--- BEGIN Task material ---
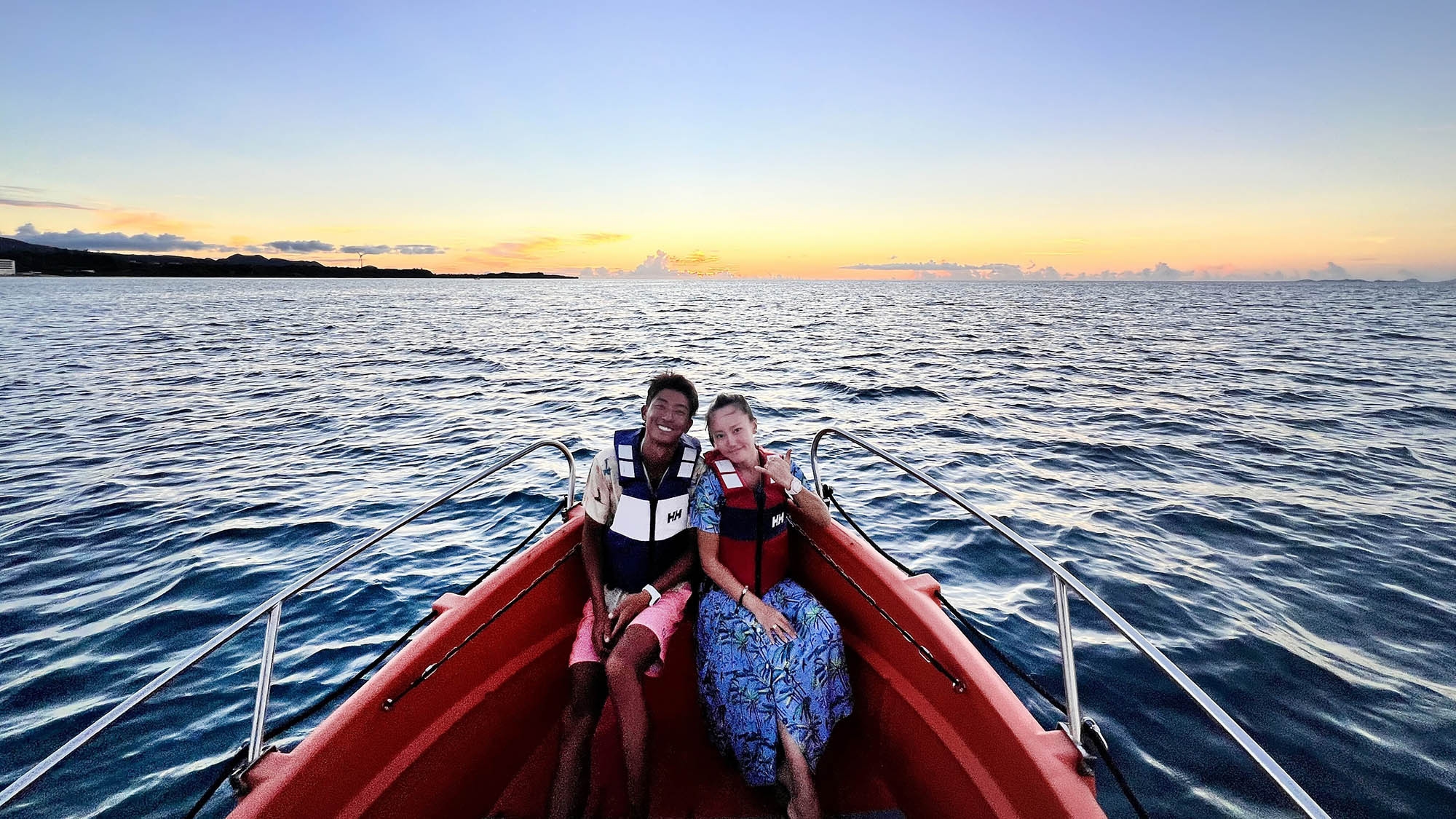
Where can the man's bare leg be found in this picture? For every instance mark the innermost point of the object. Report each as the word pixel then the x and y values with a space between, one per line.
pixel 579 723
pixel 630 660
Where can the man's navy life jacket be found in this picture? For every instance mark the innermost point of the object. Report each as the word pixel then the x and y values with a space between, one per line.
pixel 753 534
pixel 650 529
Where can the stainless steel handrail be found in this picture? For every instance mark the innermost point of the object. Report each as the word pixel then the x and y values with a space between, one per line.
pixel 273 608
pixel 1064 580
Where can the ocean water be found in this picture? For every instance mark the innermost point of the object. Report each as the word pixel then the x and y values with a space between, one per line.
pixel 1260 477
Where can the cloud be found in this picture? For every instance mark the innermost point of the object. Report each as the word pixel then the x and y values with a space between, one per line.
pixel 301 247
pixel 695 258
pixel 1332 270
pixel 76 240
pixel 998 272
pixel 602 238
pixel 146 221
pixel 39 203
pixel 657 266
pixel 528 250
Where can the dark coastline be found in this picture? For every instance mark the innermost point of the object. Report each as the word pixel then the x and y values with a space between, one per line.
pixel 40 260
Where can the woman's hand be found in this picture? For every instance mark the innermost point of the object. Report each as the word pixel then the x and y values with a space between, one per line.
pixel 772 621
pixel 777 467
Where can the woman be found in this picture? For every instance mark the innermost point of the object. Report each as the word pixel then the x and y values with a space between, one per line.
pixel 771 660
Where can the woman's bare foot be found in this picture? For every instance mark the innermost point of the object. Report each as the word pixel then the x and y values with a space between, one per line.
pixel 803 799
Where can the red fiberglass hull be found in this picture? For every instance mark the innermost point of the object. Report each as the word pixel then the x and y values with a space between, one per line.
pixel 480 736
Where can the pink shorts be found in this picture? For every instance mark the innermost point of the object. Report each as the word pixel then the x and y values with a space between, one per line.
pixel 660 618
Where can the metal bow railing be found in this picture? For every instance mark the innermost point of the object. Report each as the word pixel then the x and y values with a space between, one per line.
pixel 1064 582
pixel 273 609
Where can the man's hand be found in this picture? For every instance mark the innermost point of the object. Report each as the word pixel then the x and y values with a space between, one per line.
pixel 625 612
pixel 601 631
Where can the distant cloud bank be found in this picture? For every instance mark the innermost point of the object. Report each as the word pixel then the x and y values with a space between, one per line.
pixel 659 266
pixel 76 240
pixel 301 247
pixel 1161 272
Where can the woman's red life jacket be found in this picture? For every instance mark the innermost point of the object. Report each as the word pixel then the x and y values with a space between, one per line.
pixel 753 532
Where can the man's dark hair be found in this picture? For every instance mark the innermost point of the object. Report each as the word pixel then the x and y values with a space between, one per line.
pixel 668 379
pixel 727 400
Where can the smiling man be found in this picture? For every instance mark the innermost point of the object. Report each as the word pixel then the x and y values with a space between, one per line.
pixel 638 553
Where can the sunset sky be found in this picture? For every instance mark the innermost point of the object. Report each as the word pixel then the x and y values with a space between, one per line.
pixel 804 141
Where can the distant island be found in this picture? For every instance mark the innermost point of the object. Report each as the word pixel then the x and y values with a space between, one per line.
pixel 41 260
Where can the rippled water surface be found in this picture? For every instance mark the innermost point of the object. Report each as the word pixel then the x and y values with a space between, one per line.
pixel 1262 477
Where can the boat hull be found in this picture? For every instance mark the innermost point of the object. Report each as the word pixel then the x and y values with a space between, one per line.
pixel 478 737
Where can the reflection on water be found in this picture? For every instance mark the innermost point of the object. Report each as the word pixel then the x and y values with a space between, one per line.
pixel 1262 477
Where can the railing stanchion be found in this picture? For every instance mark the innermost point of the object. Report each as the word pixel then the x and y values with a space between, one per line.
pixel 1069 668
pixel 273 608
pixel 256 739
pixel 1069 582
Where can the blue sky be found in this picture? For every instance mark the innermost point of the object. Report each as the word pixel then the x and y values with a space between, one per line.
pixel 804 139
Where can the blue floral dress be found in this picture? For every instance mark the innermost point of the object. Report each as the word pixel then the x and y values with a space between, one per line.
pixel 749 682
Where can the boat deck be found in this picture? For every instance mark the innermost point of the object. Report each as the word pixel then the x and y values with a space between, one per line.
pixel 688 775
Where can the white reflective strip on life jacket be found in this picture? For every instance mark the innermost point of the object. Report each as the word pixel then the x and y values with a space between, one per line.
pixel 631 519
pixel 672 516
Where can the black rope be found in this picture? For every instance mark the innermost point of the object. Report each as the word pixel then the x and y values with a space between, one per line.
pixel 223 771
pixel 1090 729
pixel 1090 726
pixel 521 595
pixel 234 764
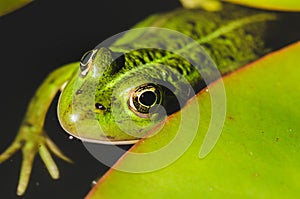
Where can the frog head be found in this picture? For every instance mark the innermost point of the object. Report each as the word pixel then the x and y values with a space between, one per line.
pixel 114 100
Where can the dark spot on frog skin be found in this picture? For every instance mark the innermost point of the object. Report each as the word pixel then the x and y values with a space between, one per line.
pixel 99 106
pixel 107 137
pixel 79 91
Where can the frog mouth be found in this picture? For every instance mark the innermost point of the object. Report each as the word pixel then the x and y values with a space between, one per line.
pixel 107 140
--- END Task material ---
** Your task **
Repeat the material above in full and exactly, apart from the pictures.

** Expected output **
Where can the man's bare leg be found in this picture? For every instance mark the innermost point of the object. Report each as the word pixel then the x and y values with a space between, one per line.
pixel 579 723
pixel 630 660
Where can the man's navy life jacket be found in this picture? For every instance mark the innermost point of the object. Report each as the word pixel then the x and y values with a space between, one per line.
pixel 753 534
pixel 650 529
Where can the stainless steel handrail be found in this picture? For every instance mark the innermost point of the object. Report each as the word pixel then the x and y values with a space between, one per line.
pixel 273 608
pixel 1064 580
Where can the ocean water be found in this picture? For every instance mark the innermost point of the object. Report each as the word pixel then the x and y values with a space between, one per line.
pixel 1260 477
Where can the cloud be found in this picture? For every instance mark the innermost point of the object. Report each as the word pixel then the x and y values with a space between, one per line.
pixel 301 247
pixel 695 258
pixel 1332 270
pixel 76 240
pixel 998 272
pixel 602 238
pixel 146 221
pixel 39 203
pixel 657 266
pixel 528 250
Where can the dark coastline be found in this picture? For every instance mark the innermost point of the object. Report each as the word pixel then the x and y values with a space between, one per line.
pixel 40 260
Where can the woman's hand be found in this picture? For every instance mark the innermost point of the object. Report each as the word pixel then the x and y values with a space between, one per line.
pixel 772 621
pixel 777 467
Where can the woman be found in this picture? For every instance mark the innermost point of the object. Report each as the word pixel then the x and y values with a space between, one per line.
pixel 771 660
Where can the woman's bare foot be found in this picture? For every instance mark the innermost point of the object. Report each as the word pixel then the x and y values with a space between, one per line.
pixel 803 799
Where can the red fiberglass hull be found in this picture? For every instance mark the innermost point of the object. Report each as the word pixel then the x and y values with a space between, one per line.
pixel 480 736
Where can the pink shorts be found in this picture? For every instance mark the innermost point of the object. Report each as the word pixel then the x and y values with a space between, one per line.
pixel 660 618
Where can the metal bow railing be found in this picture? For every instance mark the innermost point of the object. Report each as the word pixel then the x and y values with a space between, one per line.
pixel 1064 582
pixel 273 609
Where can the man's hand be found in this picture? For every instance mark the innermost point of the object. Report each as the word pixel then the x and y values with a space between, one per line.
pixel 625 612
pixel 601 631
Where can the distant cloud bank be found in this picture? For every instance mark the innermost point of the object. Report each as the word pixel then the x and y values with a space between, one per line.
pixel 659 266
pixel 76 240
pixel 301 247
pixel 1161 272
Where can the woman's red life jacket be found in this picture? For every instance mark the innermost point of the object. Report each as the word pixel then the x and y values with a space between, one per line.
pixel 753 532
Where can the man's dark hair be found in this picture? For every instance mark the innermost point of the object. Report each as the word pixel then the x and y values with a space between, one per line.
pixel 668 379
pixel 727 400
Where can the smiling man be found in this picture? For every instance mark the innermost point of the object. Report each as the word pixel then the x and y values with a space between, one per line.
pixel 638 553
Where can the sunset sky be found in this picture? For every instance mark the innermost point of the object. Report each as the word pixel then the x and y values with a space between, one per line.
pixel 804 141
Where can the distant island be found in this picture? For every instance mark the innermost point of the object. Report each as the word pixel then the x and y values with a space between, one per line.
pixel 41 260
Where can the rippled water surface be found in this picture? For every instance mark the innermost point of the object. Report each as the word pixel then the x and y values with a space between, one per line.
pixel 1262 477
Where can the boat hull be found in this picture? For every instance mark the innermost point of the object. Report each as the word pixel then the x and y values with a space between, one per line.
pixel 478 737
Where can the reflection on water be found in this picture? For every instance mark the innermost point of the object. Report each as the word pixel then the x and y values with a space between, one per line.
pixel 1262 477
Where can the railing stanchion be found in this picture? For every instance mark the innermost point of the object. Report each as the word pixel then the x and y values with a space between, one per line.
pixel 1069 668
pixel 273 608
pixel 256 739
pixel 1069 582
Where can the blue sky be found in this picture? For every instance mark the innermost point of the object. Report each as the word pixel then the x and y values with a space between, one per line.
pixel 804 139
Where can the blue floral dress be found in this picture? For every instance mark the innermost point of the object. Report each as the word pixel then the x and y values with a space between, one per line.
pixel 749 682
Where can the boat deck be found in this picture? For every instance mark the innermost point of the object. Report each as the word pixel then the x and y values with a space between, one per line.
pixel 688 775
Where can the white reflective strip on life jacket be found in this picture? For every instance mark the innermost point of the object. Report each as the word pixel then the x and y values with a space between, one per line.
pixel 631 519
pixel 672 516
Where can the black rope be found in this picture? For every instance mark the innermost point of the object. Report each as the word pixel then the x and y values with a space between, one per line.
pixel 223 771
pixel 1090 729
pixel 1090 726
pixel 521 595
pixel 234 764
Where can the frog head be found in this picture? For every instance mark the innermost point of the object. Report each as the word pixel then the x and y values with a space between, one per line.
pixel 114 100
Where can the dark spot on frog skin be found in this picture? For every instance mark the innermost point of the object. Report each as the word pixel then the x and y values with a space between, one per line.
pixel 99 106
pixel 107 137
pixel 79 91
Where can the frog mouth be found in this picture? For every instance mark the innermost point of the object. Report each as the word pixel then the x and y values with a space between, one per line.
pixel 107 140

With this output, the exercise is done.